Go through the data below line by line and count those containing the word "draw". Reply with the count only.

━━━━━ Entries shown ━━━━━

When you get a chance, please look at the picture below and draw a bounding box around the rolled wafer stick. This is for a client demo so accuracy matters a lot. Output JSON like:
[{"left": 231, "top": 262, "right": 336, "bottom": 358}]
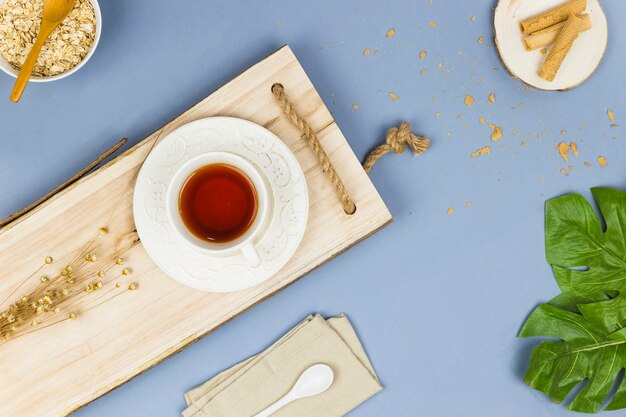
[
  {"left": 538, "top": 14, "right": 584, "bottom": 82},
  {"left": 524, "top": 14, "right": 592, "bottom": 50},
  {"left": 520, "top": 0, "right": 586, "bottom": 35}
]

━━━━━
━━━━━ Entries shown ━━━━━

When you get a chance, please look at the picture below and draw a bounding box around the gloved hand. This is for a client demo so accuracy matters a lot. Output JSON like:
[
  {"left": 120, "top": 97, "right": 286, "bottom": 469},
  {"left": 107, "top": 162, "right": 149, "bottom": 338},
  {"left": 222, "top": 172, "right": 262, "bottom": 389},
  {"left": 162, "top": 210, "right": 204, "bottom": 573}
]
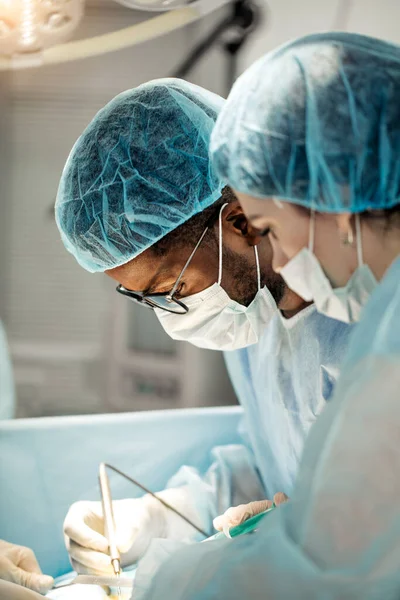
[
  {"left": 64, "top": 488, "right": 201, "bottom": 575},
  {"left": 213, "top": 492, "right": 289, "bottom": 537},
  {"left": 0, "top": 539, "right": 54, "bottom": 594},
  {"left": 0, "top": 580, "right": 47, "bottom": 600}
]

━━━━━
━━━━━ Entries shown ━━━━━

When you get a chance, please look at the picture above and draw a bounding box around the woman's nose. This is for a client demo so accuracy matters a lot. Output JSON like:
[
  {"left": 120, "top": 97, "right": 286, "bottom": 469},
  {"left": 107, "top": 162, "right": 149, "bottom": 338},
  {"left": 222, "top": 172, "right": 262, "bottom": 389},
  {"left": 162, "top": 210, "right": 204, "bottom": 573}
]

━━━━━

> [Output of the task]
3